Prompt: Convert the lines of all the items below into a single numbered list, leaving out any blank lines.

Extracted records:
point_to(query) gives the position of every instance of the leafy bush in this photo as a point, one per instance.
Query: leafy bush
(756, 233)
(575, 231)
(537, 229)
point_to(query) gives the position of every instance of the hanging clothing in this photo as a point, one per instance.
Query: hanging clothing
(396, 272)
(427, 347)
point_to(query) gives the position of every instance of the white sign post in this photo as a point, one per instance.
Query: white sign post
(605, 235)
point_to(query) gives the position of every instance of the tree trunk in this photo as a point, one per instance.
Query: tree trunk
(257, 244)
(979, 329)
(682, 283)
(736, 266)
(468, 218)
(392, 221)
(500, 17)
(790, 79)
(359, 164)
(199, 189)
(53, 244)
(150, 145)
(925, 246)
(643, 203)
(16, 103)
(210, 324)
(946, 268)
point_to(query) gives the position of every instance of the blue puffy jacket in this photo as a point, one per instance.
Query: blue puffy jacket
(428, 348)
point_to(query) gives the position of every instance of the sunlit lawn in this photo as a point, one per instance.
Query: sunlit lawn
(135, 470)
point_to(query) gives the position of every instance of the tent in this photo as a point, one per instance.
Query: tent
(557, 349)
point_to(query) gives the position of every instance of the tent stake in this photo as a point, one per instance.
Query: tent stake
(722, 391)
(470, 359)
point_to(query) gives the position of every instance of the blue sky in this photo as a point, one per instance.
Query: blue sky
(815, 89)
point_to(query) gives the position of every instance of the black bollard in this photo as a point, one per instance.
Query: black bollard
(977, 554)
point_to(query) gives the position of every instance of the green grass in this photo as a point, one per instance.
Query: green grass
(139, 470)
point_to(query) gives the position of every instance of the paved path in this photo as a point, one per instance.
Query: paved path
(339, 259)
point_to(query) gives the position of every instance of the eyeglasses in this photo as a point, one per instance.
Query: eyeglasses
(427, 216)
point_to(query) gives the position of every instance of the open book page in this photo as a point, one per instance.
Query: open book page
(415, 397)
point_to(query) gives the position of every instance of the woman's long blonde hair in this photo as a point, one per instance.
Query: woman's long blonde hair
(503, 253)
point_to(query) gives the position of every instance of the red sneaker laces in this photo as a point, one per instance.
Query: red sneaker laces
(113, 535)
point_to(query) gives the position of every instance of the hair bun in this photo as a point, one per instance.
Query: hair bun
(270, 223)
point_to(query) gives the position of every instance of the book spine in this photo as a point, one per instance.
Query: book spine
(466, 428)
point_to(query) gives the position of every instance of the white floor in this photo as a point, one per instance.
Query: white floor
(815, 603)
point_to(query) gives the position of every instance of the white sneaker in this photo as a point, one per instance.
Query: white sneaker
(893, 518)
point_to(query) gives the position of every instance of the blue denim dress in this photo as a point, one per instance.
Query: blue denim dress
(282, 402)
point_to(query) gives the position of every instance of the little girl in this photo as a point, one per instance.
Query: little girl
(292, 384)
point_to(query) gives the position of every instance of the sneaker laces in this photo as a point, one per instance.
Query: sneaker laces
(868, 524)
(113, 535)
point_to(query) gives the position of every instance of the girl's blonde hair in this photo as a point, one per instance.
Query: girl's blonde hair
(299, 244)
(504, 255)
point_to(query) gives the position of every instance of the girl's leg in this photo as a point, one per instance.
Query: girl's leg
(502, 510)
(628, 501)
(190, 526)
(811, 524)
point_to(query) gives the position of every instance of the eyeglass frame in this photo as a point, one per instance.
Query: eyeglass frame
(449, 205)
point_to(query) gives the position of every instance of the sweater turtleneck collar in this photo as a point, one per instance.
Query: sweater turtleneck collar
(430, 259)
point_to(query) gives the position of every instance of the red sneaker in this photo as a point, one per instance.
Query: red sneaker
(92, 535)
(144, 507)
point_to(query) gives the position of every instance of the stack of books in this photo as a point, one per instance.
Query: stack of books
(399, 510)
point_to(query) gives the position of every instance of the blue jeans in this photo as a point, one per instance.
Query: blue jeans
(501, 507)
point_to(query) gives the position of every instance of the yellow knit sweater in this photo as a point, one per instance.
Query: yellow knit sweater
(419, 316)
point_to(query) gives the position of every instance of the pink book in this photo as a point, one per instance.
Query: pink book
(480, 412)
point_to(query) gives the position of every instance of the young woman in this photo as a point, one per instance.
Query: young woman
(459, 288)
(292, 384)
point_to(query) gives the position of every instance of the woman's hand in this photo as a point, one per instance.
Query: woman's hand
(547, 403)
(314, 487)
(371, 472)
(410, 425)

Solution to the exercise:
1. point_to(query) gives the position of every instance of the leafy bush in this photo as a point, one per instance.
2. Query: leafy bush
3. (756, 233)
4. (575, 231)
5. (537, 229)
6. point_to(query) gives the position of every instance of the hanging clothing in this photo as a point, one per instance.
7. Query: hanging clothing
8. (396, 272)
9. (427, 347)
10. point_to(query) gives the position of every instance of the white sign post in this photo as a point, one per instance.
11. Query: white sign post
12. (605, 235)
13. point_to(query) gives the position of every instance of the tree trunk in this photo as a point, one per instance.
14. Query: tree trunk
15. (257, 244)
16. (979, 329)
17. (682, 283)
18. (736, 266)
19. (468, 218)
20. (392, 221)
21. (500, 17)
22. (790, 79)
23. (359, 164)
24. (199, 189)
25. (53, 244)
26. (150, 145)
27. (925, 246)
28. (643, 203)
29. (16, 103)
30. (210, 324)
31. (946, 268)
32. point_to(query) gives the position of every instance of the blue puffy jacket in this photo as a point, one per instance.
33. Query: blue puffy jacket
34. (428, 348)
35. point_to(query) gives the position of every instance of the sunlit lawn in this photo as a point, one per instance.
36. Query: sunlit lawn
37. (135, 470)
38. point_to(query) gives the position of every instance of the tent in this photo as a point, one per instance.
39. Query: tent
40. (557, 349)
41. point_to(query) gives the position of every instance of the tent stake in this photo as a point, one per instance.
42. Query: tent stake
43. (722, 391)
44. (470, 359)
45. point_to(query) gives the position of every instance of the blue sky in this photo as a point, one per instance.
46. Query: blue sky
47. (815, 89)
48. point_to(query) gives the position of every instance of the black bollard in this photo as a point, one per instance.
49. Query: black bollard
50. (977, 554)
51. point_to(query) gives the position of every instance of the green grass in this photo as a point, one per instance.
52. Query: green grass
53. (139, 470)
54. point_to(query) gives the position of every instance of the paved path in this photo as a point, one per instance.
55. Query: paved path
56. (339, 259)
57. point_to(query) gives the position of every instance of the eyeglasses in this photo as a point, one per instance.
58. Query: eyeglasses
59. (427, 216)
60. point_to(query) gives the position of every instance of the open book page in this photo as a point, one per instance.
61. Query: open book page
62. (415, 397)
63. point_to(query) gives the position of every instance of the woman's long blonde hair in this photo as a point, one per instance.
64. Query: woman's long blonde hair
65. (503, 253)
66. point_to(query) gives the position of every instance of the red sneaker laces in this photo as a point, one per instance.
67. Query: red sneaker laces
68. (113, 535)
69. point_to(query) gives the position of every instance of the hair bun in this photo as a point, one per instance.
70. Query: hair bun
71. (270, 223)
72. point_to(query) gives the position of every instance of the book spine in this photo as a point, one per instance.
73. Query: book spine
74. (466, 428)
75. point_to(query) gives the position of every instance of the white floor in this photo as a point, one per instance.
76. Query: white floor
77. (815, 603)
78. point_to(query) gives the position of every instance of the white sneaker in this photo as a point, one per instance.
79. Query: white sneaker
80. (893, 518)
81. point_to(query) gives the position of every instance of the blue denim dress in this photo as a point, one per instance.
82. Query: blue denim dress
83. (282, 402)
84. point_to(query) gives the position of every instance of the little girl in this photo as a point, one per instance.
85. Query: little girl
86. (292, 384)
87. point_to(query) gives the position of every instance of the sneaker laces in this photo as a point, one per instance.
88. Query: sneaker laces
89. (868, 524)
90. (113, 535)
91. point_to(query) gives the position of every instance of the girl's blonde hair in this photo as a point, one per instance.
92. Query: girl's blonde hair
93. (299, 244)
94. (504, 255)
95. point_to(query) gives the position of every instance of the girl's leg in this photo as a point, one per instance.
96. Query: girl's leg
97. (502, 510)
98. (628, 501)
99. (190, 526)
100. (811, 524)
101. point_to(query) gives the position of every instance of the eyeglass frame in this photo as a point, one per instance.
102. Query: eyeglass frame
103. (449, 205)
104. point_to(query) gives the position of every instance of the sweater turtleneck collar in this photo as a point, one per instance.
105. Query: sweater turtleneck collar
106. (430, 259)
107. point_to(query) gives the position of every instance of the red sneaker in this photo as a point, one per instance.
108. Query: red sneaker
109. (92, 535)
110. (144, 507)
111. point_to(query) gives the position of every instance of the stack of books in this photo as a point, one per instance.
112. Query: stack of books
113. (399, 510)
114. point_to(query) gives the position of every instance of the blue jeans in this photo as a point, one per instance.
115. Query: blue jeans
116. (501, 507)
117. point_to(query) gives the position of every instance of the yellow knit sweater in this photo as a point, one per instance.
118. Query: yellow knit sweater
119. (419, 316)
120. point_to(query) gives the position of every instance of the pink book in this photo as a point, one per instance.
121. Query: pink book
122. (480, 412)
123. point_to(query) gives the position of every instance of the young woman in this photo as a point, one per instance.
124. Query: young woman
125. (459, 288)
126. (292, 384)
127. point_to(query) gives the position of every instance of the woman's hand in this photo as a point, one per instance.
128. Query: woman's hand
129. (547, 403)
130. (314, 487)
131. (371, 472)
132. (410, 425)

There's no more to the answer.